**Exercise aim:**
Output the lines starting at the one that contains "row: large rock" and ending at the one that contains "219 35 L 214", both included, as a JSON list of strings with one string per line. Omit blank lines.

>> start

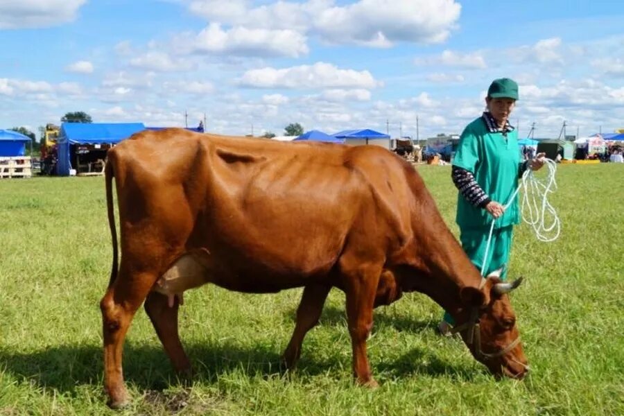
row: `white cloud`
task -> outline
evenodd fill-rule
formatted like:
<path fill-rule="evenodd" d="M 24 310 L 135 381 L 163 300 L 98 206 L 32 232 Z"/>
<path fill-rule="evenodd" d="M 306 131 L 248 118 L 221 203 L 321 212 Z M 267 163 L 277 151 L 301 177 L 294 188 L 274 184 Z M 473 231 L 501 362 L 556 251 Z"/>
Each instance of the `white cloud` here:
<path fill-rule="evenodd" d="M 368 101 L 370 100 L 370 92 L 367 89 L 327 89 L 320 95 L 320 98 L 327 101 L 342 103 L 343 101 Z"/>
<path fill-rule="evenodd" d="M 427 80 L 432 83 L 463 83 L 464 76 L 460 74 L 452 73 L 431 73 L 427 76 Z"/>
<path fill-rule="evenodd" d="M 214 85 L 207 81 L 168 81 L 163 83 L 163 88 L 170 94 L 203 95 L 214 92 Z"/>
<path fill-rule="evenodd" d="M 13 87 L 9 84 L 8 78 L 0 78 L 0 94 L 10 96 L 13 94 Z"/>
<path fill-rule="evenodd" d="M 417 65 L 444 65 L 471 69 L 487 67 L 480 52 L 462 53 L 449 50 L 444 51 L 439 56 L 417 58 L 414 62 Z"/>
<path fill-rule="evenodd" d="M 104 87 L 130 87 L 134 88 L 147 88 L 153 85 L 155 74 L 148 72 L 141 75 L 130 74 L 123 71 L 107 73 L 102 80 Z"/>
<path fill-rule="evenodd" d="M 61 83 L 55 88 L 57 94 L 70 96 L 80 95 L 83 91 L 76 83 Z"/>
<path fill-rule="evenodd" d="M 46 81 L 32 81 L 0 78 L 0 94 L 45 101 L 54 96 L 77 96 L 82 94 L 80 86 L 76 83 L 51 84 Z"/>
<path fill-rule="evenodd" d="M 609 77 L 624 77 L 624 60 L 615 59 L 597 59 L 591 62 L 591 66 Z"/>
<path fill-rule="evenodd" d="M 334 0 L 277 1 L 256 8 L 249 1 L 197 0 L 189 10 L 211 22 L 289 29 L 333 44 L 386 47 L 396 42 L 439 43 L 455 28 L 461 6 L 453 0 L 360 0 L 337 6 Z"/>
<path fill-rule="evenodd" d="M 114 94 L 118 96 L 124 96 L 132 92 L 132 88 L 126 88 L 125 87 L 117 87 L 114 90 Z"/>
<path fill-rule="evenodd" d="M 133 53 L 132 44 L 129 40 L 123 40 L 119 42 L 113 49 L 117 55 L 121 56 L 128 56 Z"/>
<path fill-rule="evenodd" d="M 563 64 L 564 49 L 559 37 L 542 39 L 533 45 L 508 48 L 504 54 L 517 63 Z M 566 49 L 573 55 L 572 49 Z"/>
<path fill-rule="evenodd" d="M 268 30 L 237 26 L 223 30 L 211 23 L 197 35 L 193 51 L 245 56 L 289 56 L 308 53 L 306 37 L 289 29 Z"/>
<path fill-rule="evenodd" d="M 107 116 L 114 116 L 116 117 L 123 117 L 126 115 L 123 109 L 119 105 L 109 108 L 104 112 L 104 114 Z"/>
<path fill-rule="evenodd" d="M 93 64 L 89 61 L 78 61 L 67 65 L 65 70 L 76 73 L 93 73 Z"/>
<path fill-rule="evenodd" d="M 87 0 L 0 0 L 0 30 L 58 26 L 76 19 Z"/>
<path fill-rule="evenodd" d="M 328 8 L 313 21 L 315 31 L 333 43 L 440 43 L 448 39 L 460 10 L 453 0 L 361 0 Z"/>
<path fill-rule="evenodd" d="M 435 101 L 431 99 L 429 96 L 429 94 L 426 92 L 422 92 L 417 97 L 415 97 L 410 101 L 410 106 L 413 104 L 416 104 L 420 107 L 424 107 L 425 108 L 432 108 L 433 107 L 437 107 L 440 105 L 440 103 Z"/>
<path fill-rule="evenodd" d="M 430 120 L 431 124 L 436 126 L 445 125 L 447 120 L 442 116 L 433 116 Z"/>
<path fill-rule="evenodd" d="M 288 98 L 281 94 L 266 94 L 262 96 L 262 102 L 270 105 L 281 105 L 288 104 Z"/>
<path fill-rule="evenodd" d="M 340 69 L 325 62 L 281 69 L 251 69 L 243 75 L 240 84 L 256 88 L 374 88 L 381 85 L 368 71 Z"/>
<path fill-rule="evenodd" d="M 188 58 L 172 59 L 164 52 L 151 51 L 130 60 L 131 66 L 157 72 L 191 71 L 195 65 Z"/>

>> end
>> start

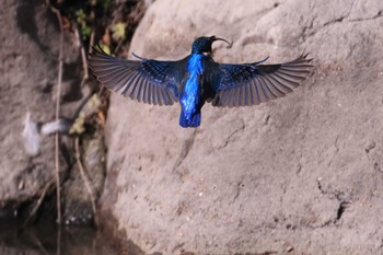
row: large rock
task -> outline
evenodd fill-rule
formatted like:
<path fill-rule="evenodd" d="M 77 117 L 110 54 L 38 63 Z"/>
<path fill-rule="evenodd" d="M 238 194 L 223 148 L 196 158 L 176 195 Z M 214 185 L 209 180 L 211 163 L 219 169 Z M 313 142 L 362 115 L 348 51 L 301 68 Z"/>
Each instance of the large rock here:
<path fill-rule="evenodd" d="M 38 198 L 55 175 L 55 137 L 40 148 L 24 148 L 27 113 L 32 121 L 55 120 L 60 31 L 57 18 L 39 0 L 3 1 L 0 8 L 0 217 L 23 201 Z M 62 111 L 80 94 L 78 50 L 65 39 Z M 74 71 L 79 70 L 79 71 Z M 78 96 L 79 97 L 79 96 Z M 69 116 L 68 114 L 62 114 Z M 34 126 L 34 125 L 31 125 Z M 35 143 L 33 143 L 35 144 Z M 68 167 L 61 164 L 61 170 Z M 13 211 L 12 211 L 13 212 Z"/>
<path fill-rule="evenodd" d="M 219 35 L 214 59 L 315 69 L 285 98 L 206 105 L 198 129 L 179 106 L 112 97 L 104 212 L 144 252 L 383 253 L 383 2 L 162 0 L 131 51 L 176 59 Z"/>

>> end
>> start

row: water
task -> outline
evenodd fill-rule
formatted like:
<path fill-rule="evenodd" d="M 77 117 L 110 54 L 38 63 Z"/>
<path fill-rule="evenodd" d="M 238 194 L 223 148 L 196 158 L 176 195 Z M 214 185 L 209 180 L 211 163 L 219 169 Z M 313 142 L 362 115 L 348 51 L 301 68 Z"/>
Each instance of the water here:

>> end

**Solution for this problem:**
[
  "row: large rock",
  "task -> outline",
  "evenodd fill-rule",
  "formatted like:",
  "<path fill-rule=\"evenodd\" d=\"M 77 117 L 110 54 L 38 63 Z\"/>",
  "<path fill-rule=\"evenodd\" d=\"M 238 194 L 223 148 L 196 158 L 176 195 Z M 214 185 L 209 180 L 211 163 L 219 169 Z M 313 142 L 362 115 L 348 51 L 301 68 Z\"/>",
  "Each instance of the large rock here:",
  "<path fill-rule=\"evenodd\" d=\"M 38 198 L 55 175 L 55 137 L 40 148 L 24 148 L 27 113 L 32 121 L 55 120 L 60 31 L 57 18 L 39 0 L 3 1 L 0 8 L 0 217 L 23 201 Z M 62 111 L 80 94 L 78 50 L 65 39 Z M 74 71 L 79 70 L 79 71 Z M 78 96 L 79 97 L 79 96 Z M 69 116 L 68 114 L 62 114 Z M 34 126 L 34 125 L 31 125 Z M 35 143 L 33 143 L 35 144 Z M 68 167 L 61 164 L 61 170 Z M 13 211 L 12 211 L 13 212 Z\"/>",
  "<path fill-rule=\"evenodd\" d=\"M 219 35 L 214 59 L 315 69 L 285 98 L 206 105 L 198 129 L 179 106 L 112 97 L 104 212 L 144 252 L 383 253 L 383 2 L 162 0 L 131 51 L 176 59 Z\"/>"
]